=== WHAT IS REQUIRED ===
Reproduce the lines of the material below without any changes, starting at the line with "Subject = light pole" and ending with the line with "xmin=0 ymin=328 xmax=750 ymax=562", both included.

=== Excerpts of bounding box data ===
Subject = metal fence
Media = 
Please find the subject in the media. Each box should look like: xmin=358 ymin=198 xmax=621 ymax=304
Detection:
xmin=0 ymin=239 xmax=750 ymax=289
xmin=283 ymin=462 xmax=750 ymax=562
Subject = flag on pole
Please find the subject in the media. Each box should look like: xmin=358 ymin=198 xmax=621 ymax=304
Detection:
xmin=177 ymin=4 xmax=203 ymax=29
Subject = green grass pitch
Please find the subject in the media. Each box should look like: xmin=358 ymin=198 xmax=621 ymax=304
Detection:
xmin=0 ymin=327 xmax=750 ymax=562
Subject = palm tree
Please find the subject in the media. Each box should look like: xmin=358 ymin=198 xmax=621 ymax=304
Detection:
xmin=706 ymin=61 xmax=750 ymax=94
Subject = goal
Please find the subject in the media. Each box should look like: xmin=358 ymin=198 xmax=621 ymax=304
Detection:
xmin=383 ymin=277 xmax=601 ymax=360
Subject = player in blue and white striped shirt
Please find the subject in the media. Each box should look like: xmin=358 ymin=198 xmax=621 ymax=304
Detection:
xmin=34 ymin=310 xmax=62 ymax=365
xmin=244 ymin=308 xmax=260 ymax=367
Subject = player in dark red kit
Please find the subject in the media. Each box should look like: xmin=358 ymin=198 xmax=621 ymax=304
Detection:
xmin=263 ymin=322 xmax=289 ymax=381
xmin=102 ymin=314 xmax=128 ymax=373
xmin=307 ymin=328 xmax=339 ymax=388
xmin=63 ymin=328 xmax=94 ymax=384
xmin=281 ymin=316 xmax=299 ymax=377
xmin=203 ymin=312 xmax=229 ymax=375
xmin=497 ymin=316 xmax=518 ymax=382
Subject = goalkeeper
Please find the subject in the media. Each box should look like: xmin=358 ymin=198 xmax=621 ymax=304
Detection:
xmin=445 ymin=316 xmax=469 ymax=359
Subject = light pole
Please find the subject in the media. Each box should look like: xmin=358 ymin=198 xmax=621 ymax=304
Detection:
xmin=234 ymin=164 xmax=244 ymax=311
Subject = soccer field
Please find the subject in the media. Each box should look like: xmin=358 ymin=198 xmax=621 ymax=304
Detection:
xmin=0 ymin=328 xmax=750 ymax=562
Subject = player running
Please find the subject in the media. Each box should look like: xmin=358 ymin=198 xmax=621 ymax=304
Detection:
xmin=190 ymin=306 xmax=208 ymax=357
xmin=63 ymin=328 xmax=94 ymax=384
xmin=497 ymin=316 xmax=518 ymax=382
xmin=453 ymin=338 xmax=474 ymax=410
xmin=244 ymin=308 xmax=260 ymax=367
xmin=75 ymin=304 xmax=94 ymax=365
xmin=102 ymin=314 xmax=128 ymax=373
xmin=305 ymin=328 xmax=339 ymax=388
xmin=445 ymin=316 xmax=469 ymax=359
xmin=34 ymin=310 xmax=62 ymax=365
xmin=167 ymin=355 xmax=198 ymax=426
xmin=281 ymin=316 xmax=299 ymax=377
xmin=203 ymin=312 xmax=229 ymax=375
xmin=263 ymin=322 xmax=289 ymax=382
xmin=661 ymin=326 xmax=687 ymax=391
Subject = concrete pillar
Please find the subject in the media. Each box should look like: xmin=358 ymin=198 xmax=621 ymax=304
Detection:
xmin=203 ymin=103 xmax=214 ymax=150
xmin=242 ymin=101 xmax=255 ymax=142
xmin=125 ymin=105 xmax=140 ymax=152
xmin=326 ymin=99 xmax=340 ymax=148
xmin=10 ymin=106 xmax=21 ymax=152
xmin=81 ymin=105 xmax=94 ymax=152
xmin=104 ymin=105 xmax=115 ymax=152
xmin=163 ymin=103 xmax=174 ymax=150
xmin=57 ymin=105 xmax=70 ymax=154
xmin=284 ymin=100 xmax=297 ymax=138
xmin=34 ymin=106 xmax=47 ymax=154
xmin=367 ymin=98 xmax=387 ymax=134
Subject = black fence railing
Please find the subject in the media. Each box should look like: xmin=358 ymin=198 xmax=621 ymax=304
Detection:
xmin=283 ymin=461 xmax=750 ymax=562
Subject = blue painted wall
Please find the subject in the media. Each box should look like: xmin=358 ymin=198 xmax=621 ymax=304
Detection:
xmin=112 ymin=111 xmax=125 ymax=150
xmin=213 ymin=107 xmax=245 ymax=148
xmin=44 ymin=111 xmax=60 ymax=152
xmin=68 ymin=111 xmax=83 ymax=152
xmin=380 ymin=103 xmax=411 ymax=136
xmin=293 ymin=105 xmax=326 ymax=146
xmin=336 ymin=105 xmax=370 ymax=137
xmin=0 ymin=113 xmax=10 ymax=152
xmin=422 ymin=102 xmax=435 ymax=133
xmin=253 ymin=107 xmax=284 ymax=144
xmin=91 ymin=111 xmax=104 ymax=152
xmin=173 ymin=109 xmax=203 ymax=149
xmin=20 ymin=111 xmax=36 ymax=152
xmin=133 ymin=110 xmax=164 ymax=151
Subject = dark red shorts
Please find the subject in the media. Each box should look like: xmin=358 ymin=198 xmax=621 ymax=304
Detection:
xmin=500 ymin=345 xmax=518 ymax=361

=== WRITTEN REPLY ===
Subject = light pole
Please find the subject in the media. Each box should look like: xmin=358 ymin=198 xmax=621 ymax=304
Detection:
xmin=234 ymin=164 xmax=244 ymax=311
Subject = soccer field
Please find the subject in the media. Each box should look like: xmin=358 ymin=198 xmax=621 ymax=304
Detection:
xmin=0 ymin=328 xmax=750 ymax=562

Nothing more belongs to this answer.